- _SUPPLIED MATERIAL_:
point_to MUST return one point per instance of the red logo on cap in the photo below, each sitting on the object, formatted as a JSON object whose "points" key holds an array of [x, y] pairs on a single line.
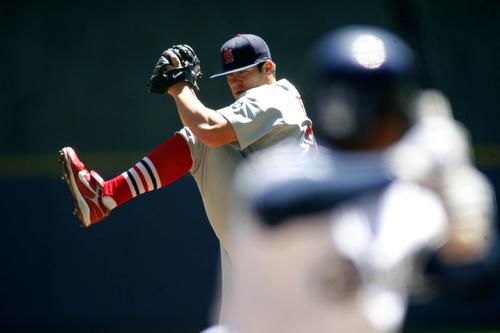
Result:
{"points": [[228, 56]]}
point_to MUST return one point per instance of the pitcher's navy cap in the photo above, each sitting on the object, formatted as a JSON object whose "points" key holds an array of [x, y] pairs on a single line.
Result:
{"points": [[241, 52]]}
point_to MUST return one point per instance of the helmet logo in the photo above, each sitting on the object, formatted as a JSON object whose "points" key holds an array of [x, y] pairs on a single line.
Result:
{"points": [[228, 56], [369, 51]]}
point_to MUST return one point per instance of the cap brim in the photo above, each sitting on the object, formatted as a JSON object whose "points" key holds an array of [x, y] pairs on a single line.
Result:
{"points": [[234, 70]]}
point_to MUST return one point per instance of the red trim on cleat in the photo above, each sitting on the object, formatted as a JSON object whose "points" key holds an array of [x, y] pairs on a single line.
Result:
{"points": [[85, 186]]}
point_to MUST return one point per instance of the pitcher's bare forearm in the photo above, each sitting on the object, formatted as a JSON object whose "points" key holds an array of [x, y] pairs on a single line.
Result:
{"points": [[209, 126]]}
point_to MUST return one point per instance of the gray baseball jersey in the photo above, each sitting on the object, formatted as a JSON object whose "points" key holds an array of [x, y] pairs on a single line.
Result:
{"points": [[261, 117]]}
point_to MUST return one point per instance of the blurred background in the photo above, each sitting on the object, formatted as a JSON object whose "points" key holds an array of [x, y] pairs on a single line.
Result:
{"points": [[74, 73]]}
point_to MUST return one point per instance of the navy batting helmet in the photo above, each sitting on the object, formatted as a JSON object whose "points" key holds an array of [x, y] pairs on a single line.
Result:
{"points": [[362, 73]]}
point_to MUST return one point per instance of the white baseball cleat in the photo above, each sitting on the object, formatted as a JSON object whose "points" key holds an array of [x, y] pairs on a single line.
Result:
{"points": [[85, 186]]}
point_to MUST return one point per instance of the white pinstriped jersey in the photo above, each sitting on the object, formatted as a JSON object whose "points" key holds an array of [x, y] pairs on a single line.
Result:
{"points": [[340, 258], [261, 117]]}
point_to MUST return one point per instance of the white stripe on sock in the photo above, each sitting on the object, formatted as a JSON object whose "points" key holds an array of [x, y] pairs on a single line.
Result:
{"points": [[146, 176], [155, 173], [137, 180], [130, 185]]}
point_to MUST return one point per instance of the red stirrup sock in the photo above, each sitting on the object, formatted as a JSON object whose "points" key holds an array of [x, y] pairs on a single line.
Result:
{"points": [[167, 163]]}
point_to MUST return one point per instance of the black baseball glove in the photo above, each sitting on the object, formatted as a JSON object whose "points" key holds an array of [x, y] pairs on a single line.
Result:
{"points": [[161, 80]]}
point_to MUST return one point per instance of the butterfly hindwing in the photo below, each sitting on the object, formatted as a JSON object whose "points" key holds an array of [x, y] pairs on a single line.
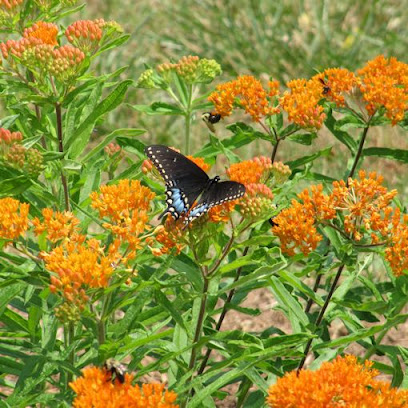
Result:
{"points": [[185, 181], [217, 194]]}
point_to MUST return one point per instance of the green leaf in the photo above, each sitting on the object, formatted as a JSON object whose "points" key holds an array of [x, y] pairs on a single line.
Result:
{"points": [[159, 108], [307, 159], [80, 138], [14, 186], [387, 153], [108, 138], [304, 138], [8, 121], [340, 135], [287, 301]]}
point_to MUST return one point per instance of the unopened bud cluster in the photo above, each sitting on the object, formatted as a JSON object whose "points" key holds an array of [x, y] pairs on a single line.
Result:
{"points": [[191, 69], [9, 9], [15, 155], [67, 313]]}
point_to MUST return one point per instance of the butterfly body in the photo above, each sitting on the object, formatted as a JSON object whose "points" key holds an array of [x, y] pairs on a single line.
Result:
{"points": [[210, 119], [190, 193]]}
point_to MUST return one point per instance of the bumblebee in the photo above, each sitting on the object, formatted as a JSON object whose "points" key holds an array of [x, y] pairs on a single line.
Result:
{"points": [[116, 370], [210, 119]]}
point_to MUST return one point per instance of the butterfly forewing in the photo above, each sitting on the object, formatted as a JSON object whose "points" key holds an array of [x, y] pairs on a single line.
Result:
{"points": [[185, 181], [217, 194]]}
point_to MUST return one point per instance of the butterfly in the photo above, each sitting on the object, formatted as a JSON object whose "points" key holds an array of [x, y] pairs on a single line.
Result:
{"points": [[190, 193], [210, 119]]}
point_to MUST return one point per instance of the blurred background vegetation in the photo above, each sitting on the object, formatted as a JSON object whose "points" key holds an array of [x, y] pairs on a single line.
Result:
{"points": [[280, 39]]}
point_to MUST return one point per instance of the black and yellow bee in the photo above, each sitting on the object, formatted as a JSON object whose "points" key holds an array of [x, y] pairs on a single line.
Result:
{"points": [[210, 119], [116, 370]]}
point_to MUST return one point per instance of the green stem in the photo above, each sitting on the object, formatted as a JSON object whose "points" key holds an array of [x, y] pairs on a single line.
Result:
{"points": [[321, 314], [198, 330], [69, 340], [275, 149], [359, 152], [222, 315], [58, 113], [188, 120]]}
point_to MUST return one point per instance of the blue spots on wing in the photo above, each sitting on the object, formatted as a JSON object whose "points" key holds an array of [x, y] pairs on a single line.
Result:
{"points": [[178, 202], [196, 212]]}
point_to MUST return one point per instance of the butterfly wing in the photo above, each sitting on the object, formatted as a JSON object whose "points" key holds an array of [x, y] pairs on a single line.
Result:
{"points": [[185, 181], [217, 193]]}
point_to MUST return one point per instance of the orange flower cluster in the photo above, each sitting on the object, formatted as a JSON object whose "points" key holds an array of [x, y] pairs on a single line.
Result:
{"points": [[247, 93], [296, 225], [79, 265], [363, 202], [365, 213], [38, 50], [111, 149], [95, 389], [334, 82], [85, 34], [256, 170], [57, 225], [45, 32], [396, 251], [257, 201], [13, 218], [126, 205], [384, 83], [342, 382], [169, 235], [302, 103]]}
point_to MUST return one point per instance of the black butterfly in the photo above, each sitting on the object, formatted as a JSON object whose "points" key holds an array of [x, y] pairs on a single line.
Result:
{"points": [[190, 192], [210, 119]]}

==

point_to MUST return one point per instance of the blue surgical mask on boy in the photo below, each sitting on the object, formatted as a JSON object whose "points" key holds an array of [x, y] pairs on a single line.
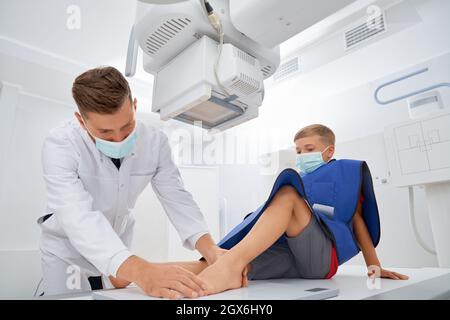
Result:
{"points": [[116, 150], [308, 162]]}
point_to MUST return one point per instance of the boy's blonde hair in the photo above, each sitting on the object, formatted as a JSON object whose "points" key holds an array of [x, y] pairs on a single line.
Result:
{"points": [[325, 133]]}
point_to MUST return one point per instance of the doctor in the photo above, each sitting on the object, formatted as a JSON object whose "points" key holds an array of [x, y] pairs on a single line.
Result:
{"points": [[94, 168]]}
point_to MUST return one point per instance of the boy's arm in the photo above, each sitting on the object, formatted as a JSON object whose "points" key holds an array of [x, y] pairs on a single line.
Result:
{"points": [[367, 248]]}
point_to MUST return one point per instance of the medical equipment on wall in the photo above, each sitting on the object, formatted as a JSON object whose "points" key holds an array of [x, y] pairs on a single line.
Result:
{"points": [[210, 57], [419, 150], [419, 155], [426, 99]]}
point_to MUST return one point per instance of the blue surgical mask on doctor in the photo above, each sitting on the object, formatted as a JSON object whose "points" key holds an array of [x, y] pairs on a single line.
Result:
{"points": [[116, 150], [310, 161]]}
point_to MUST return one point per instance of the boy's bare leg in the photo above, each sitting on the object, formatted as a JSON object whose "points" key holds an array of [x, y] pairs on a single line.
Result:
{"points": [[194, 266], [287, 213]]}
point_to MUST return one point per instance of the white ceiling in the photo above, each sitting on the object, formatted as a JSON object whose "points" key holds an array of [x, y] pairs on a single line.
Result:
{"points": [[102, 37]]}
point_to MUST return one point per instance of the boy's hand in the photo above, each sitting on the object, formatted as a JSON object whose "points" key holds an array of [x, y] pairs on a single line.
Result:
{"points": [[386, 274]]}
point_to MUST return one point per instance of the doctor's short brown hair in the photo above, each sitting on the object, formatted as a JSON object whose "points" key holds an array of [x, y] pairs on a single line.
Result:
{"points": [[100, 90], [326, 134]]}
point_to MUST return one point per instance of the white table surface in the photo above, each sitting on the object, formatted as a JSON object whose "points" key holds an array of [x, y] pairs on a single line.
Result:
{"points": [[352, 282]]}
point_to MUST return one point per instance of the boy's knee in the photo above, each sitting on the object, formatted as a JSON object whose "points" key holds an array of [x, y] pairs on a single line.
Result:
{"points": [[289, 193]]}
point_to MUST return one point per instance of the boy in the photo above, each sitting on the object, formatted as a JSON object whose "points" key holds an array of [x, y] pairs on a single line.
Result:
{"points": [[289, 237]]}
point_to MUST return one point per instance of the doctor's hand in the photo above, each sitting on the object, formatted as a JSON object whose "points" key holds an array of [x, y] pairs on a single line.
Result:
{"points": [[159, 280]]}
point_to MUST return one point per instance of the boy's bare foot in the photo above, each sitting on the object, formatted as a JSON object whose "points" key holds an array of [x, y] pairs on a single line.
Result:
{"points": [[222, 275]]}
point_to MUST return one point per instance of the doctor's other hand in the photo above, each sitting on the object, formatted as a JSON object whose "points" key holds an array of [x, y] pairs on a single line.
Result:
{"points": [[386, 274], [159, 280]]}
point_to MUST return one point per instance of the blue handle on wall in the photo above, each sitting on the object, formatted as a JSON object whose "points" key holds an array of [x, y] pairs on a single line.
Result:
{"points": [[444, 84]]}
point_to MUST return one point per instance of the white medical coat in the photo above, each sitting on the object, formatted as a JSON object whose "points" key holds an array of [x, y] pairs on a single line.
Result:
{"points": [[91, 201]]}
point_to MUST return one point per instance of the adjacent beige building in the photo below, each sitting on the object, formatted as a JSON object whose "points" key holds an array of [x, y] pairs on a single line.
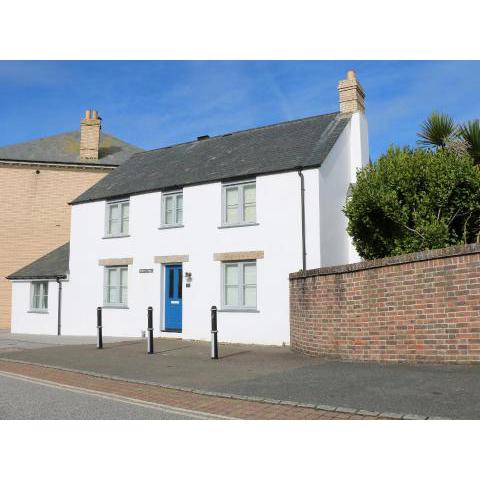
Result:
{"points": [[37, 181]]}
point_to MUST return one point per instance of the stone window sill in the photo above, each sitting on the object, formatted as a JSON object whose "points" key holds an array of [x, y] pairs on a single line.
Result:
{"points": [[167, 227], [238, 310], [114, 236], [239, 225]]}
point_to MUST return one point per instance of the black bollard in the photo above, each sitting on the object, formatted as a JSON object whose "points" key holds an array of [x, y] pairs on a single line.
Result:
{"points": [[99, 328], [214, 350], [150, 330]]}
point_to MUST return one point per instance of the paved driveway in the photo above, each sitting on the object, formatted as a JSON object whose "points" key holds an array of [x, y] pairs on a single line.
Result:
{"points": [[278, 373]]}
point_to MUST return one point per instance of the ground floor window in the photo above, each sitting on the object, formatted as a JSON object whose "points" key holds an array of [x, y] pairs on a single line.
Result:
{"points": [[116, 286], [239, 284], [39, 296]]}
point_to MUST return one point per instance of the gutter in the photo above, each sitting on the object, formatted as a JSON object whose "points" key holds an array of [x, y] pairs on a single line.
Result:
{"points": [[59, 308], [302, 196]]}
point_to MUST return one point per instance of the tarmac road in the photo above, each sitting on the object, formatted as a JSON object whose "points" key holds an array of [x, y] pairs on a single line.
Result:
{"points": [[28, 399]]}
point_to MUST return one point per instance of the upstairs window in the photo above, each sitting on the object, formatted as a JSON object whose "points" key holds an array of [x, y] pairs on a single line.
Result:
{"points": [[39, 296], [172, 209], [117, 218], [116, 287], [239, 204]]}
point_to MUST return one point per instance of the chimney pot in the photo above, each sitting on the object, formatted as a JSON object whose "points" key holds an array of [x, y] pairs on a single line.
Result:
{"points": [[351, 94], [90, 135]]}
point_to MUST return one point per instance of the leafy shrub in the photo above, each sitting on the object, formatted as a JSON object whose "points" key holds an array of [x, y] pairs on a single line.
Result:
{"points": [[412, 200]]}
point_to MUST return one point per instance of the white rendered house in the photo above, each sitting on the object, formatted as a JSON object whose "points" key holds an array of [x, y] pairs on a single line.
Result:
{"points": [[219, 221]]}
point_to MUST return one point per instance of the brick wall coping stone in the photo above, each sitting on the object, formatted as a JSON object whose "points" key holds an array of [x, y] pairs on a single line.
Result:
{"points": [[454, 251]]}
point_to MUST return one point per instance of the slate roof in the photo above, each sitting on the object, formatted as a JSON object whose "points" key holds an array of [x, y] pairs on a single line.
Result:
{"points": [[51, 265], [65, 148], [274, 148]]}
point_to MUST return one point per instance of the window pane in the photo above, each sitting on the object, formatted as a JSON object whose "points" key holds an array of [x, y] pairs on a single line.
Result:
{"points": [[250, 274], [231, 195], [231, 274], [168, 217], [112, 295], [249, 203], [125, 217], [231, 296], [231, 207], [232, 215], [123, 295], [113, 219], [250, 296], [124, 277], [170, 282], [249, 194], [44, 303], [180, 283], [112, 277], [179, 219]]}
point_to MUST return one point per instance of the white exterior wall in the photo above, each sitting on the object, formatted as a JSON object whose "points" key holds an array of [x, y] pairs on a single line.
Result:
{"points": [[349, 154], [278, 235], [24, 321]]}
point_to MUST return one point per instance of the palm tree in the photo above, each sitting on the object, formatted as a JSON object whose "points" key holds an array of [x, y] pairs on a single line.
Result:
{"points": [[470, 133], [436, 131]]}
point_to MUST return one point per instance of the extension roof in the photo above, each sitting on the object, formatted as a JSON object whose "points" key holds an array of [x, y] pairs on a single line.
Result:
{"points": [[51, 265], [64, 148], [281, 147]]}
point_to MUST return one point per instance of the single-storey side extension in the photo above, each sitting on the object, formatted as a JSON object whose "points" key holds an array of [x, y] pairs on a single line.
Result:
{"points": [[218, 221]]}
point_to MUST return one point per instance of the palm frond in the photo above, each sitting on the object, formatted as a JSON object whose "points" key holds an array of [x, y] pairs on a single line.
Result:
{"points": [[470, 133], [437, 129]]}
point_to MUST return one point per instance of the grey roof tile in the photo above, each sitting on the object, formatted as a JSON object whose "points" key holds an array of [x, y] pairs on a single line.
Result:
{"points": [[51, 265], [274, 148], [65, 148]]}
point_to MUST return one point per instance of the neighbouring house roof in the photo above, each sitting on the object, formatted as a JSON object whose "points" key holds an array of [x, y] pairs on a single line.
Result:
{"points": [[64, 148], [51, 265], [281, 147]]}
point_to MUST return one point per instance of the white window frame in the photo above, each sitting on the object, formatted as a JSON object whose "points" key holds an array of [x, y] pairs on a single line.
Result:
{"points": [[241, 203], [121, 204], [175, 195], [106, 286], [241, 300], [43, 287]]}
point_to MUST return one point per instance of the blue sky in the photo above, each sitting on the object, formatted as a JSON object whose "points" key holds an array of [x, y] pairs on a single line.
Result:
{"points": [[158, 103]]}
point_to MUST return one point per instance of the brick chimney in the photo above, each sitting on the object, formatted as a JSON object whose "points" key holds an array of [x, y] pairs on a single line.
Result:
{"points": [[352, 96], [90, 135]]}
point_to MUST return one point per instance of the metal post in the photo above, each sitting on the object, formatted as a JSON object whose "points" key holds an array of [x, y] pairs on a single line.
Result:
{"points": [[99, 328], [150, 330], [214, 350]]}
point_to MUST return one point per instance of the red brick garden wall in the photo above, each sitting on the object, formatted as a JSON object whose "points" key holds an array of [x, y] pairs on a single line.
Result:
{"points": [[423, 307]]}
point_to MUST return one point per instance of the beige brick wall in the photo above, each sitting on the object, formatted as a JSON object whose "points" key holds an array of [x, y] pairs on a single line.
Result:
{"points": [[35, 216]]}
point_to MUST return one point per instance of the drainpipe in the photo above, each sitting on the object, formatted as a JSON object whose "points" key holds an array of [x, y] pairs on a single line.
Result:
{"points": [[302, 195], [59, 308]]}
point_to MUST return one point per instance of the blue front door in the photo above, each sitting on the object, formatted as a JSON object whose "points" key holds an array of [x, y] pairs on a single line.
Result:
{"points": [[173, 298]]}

- _EXERCISE DESCRIPTION_: Every line where "roof" appears must be returned from the listing above.

- _RESULT BELOW_:
point_to MUST return one point per instance of the slate roof in the photo above, each sitting on the object, formatted as a JSON object whose "points" key holds an array of [x, y] pairs on a single line.
point_to MUST return one point per instance of the extension roof in the photo above, each sitting on the object, formatted as a JSON object whose "points" key holds an array of [x, y] pairs on a single line.
point_to MUST return one point per instance of the grey roof tile in the photo above, each sitting on the object, formatted as a JSON object whose "points" key holds an array of [x, y] pairs on a single line.
point_to MUST return one point per instance of the neighbouring house roof in the photo above, each sitting on the object, formatted as a JSON object whose "points" key holds an array of [x, y] pairs on a single line.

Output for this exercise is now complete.